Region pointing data
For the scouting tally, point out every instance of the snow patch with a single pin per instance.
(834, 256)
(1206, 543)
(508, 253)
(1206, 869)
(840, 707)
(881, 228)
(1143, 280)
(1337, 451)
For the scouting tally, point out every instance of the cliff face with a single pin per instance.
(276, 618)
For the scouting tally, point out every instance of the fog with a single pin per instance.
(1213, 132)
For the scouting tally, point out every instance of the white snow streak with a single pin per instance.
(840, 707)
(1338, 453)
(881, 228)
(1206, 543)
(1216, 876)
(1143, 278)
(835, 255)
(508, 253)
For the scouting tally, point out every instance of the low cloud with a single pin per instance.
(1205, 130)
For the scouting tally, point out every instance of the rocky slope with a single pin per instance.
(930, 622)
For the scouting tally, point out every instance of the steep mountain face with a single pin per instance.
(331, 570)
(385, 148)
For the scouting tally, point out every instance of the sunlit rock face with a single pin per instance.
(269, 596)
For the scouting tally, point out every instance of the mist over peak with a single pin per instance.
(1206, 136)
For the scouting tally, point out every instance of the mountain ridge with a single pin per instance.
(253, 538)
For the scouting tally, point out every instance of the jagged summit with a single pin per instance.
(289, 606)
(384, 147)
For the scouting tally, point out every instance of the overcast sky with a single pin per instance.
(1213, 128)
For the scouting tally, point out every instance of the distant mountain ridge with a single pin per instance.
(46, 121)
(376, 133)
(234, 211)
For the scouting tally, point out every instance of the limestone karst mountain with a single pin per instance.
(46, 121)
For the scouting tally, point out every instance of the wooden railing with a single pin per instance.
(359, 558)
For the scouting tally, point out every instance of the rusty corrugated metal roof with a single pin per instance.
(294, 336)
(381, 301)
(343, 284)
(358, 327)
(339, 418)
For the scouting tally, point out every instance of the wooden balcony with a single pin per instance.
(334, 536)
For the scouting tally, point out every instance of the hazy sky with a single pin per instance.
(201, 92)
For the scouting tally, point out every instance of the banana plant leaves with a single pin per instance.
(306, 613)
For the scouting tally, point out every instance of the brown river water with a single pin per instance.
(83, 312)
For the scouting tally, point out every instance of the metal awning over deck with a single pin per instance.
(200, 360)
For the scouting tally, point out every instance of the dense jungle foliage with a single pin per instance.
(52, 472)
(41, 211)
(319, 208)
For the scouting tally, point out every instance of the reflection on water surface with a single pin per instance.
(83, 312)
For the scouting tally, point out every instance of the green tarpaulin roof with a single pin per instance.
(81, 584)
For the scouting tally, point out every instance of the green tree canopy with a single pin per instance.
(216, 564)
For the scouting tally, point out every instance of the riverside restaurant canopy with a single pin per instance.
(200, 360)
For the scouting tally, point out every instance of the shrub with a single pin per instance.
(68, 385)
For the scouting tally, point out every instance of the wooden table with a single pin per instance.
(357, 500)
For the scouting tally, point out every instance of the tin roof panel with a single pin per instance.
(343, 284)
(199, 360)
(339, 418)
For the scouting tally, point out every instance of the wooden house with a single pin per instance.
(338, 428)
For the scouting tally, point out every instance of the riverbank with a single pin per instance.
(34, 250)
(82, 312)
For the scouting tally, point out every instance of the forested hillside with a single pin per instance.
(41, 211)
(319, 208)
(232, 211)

§ **Task details**
Repeat each record word for word.

§ **Completed exercise**
For the scouting tally, point out every instance of the snow patch with a single pin per instance.
(834, 256)
(1206, 543)
(508, 253)
(1206, 869)
(840, 707)
(881, 228)
(1143, 280)
(1337, 451)
For the scouting tally, point out every instance of the cliff face with a single pin per instance.
(276, 618)
For the scouting tally, point out every instance of the fog with a single pin per instance.
(1213, 132)
For the scouting tally, point out every instance of the white snow streak with a single pin per instance.
(840, 707)
(1338, 453)
(881, 228)
(1206, 543)
(1216, 876)
(1143, 278)
(835, 255)
(508, 253)
For the scouting tally, point out every instance of the low cloud with a single pin per instance.
(1205, 130)
For the scouting tally, point out every instance of the rocky slope with a single pin per instance.
(930, 622)
For the scouting tally, point out every instance of the steep mountain face with a single pin per instance.
(331, 570)
(385, 148)
For the scouting tally, point out every instance of the sunlit rock face with a single pin per instance.
(269, 596)
For the scouting tally, point out every instance of the mist over peak with a single pin per instance.
(1206, 136)
For the scouting tally, point out every instance of the mountain ridge with a single pin per instance.
(253, 538)
For the scouting tally, point out every instance of the jagged summit with a single pin per instance.
(289, 606)
(384, 147)
For the scouting tally, point out every instance of the overcast sky with a single pin per instance.
(1213, 128)
For the scouting tally, point out every instance of the distant mountain ridge with a single pin per instance.
(46, 121)
(376, 133)
(234, 211)
For the scouting tally, point out every instance of the limestone karst mountain with a single pin per instance.
(46, 121)
For the scouting tally, point out every instance of the wooden railing with a single pin per instance.
(359, 558)
For the scouting tally, point out every instance of the rusty corrugated metal roof with a single pin per instance.
(294, 336)
(381, 301)
(343, 284)
(358, 327)
(339, 418)
For the scouting tally, point out every instance of the wooden balcony with a single pin per instance.
(334, 536)
For the scouting tally, point out every instance of the hazy sky with a single pin per instance.
(201, 92)
For the scouting tally, point out every instance of the banana plant leaves with a single pin per instance.
(306, 613)
For the scouting tally, point out every instance of the brown river water with a single pin per instance.
(83, 312)
For the scouting tally, point out every instance of the metal awning over deck with a single pin per instance.
(200, 360)
For the scouting tally, point out every instance of the dense jungle foliage with a single pin per instance.
(52, 472)
(41, 211)
(319, 208)
For the scouting tally, point out every instance of the reflection on water surface with a single pin per instance.
(83, 312)
For the scouting tally, point out every instance of the green tarpaulin roof with a single pin per instance.
(81, 584)
For the scouting tally, point out every instance of the green tree canopy with a single pin per instance.
(216, 564)
For the scouting tally, point out every instance of the riverside restaurant canopy with a single pin per instance.
(200, 360)
For the scouting tally, point out every instance of the shrub with a single pin per instance.
(68, 385)
For the scouting tally, point out every instance of the wooden table with a single pin per instance.
(357, 500)
For the scouting tally, point out every instance of the tin roof panel with a single pin per instance.
(343, 284)
(199, 360)
(339, 418)
For the scouting tally, point out every instance of the wooden house with a single pin per instance.
(338, 428)
For the scouting tally, point out every instance of the riverbank with a single pin per instance.
(34, 250)
(82, 312)
For the scouting tally, point out every instance of the forested hillside with a single pin per instance.
(41, 211)
(319, 208)
(232, 211)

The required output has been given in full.